Questi attuali centenari sono sopravvissuti a due devastanti conflitti mondiali e ad un’altra terribile pandemia, la “spagnola” che aveva ugualmente decimato gli anziani, alla povertà, alla fatica di un lavoro pesante, spesso manuale, ma al tempo stesso per loro vivificante perché svolto spesso all’aperto in un contesto rurale, sulla propria terra, terra a cui sono tenacemente attaccati e che non hanno abbandonato neanche dopo aver raggiunto l’età della pensione, perché per loro “la terra è vita”. Sono persone vissute tra grandi difficoltà ambientali ed economiche, in gran parte con un minimo livello di scolarizzazione, ma in moltissimi casi sono vissuti circondati da una famiglia molto numerosa, ed ancora oggi in molti casi vivono nella loro casa di sempre, circondati dall’affetto di figli e nipoti e talvolta anche dal coniuge. Molti hanno avuto familiari vissuti più di 90 e di 100 anni, a dimostrazione di prerogative genetiche di particolare rilievo. Rispetto alle condizioni di salute, pochi presentano comorbidità limitate ed assumono pochi farmaci, diversamente da quel che accade negli anziani di oggi afflitti da numerose comorbidità e che assumono numerose classi di farmaci. Nel test finalizzato a valutare il grado di indipendenza nel compiere gli atti del vivere quotidiano (Indice di Barthel-ADL) il 7% dei soggetti ha dimostrato una indipendenza totale/quasi autosufficienza e il 24% una dipendenza lieve. Mettendo in relazione l’Indice di Barthel con l’assenza di “patologie” o con la presenza di un numero crescente di esse, si vede che in assenza di patologie le percentuali di indipendenza aumentano rispetto ai dati generali, per decrescere progressivamente con l’aumentare del numero di patologie presenti.

#### Consegna
Per favore, stabilisci se ciascuna affermazione concorda con il brano sui centenari, rispondendo sì o no e riportando tra virgolette le parole del brano che lo decidono: (a) i centenari sono sopravvissuti alla pandemia detta "spagnola"; (b) dopo la pensione molti centenari hanno lasciato la propria terra; (c) nel test dell'Indice di Barthel il 24% dei soggetti ha mostrato una dipendenza lieve.

#### Dati salvati
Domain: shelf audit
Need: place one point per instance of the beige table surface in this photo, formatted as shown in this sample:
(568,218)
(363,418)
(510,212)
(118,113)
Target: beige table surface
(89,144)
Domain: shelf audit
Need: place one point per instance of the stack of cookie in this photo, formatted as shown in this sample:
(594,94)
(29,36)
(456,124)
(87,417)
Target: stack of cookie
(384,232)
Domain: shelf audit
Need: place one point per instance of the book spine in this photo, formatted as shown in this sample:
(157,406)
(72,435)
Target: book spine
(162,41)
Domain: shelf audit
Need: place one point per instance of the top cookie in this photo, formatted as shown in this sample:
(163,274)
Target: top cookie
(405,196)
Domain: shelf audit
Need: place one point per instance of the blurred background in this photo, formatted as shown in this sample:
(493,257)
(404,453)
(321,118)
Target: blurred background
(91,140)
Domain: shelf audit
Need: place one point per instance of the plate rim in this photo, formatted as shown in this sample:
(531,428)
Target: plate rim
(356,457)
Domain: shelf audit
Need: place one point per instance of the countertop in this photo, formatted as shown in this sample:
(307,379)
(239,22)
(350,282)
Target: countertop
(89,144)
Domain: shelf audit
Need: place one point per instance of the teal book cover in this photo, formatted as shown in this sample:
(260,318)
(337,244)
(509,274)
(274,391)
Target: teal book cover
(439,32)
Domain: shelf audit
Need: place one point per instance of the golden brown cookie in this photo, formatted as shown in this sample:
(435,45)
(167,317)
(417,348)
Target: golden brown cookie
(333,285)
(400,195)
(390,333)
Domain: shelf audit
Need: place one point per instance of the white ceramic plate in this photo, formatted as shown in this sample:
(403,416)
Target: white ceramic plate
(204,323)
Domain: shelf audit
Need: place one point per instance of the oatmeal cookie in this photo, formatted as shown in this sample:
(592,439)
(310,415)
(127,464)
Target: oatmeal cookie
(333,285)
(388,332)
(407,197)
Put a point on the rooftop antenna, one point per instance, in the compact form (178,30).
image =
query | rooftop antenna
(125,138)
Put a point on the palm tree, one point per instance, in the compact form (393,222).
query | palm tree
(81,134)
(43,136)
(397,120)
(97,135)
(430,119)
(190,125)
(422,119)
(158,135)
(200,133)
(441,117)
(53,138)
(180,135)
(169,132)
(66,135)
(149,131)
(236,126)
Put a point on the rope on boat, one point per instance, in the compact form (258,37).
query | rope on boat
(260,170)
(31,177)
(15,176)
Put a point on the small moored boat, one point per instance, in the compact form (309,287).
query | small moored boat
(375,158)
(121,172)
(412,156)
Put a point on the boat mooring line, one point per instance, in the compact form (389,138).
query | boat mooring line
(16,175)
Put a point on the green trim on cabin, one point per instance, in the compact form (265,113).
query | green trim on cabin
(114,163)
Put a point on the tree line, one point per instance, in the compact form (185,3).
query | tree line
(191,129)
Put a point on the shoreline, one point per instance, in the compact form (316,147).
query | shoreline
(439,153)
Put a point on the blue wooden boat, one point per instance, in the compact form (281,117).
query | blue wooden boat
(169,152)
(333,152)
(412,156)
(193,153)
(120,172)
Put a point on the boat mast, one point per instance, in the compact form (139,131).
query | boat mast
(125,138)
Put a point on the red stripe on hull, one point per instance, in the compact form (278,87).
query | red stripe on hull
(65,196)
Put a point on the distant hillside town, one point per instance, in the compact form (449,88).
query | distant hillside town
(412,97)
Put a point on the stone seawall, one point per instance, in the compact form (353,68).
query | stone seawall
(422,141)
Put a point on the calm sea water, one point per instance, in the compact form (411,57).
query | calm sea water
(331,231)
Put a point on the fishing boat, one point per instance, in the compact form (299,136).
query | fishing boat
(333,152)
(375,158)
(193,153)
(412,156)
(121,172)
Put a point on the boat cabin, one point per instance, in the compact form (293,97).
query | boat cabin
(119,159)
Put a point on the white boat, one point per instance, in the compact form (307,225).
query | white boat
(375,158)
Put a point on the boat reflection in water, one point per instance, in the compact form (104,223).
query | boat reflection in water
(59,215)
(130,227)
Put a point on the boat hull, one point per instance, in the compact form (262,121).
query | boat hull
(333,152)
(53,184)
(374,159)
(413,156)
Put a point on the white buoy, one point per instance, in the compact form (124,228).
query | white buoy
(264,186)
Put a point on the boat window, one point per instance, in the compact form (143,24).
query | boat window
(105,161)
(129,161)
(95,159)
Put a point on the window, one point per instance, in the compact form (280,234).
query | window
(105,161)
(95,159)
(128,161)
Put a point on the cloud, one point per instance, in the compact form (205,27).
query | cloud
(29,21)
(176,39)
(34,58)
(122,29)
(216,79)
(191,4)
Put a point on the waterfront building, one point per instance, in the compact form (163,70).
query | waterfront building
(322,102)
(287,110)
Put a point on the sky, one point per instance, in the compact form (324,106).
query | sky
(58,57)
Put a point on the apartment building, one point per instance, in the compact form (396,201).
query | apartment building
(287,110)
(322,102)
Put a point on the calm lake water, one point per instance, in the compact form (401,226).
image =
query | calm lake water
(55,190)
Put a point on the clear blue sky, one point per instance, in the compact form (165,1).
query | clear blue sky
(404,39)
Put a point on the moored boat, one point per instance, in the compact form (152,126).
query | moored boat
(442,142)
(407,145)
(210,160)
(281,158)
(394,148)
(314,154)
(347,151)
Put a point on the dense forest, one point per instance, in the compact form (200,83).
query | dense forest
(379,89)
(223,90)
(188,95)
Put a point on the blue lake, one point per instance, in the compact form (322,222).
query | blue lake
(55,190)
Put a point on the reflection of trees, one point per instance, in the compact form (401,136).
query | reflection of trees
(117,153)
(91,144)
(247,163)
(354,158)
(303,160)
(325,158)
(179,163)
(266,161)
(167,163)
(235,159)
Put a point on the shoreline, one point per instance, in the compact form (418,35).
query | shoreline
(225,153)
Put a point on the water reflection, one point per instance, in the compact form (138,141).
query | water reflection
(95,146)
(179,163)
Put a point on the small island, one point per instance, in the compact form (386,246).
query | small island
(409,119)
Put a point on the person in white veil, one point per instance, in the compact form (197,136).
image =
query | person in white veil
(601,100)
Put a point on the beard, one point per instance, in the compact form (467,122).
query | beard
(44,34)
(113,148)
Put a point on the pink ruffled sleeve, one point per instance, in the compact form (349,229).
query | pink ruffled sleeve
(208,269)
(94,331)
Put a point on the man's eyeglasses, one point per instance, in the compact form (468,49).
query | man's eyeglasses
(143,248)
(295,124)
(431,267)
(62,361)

#### Risposta
(a) Sì: «sono sopravvissuti a due devastanti conflitti mondiali e ad un’altra terribile pandemia, la “spagnola”».
(b) No: «che non hanno abbandonato neanche dopo aver raggiunto l’età della pensione».
(c) Sì: «il 24% una dipendenza lieve».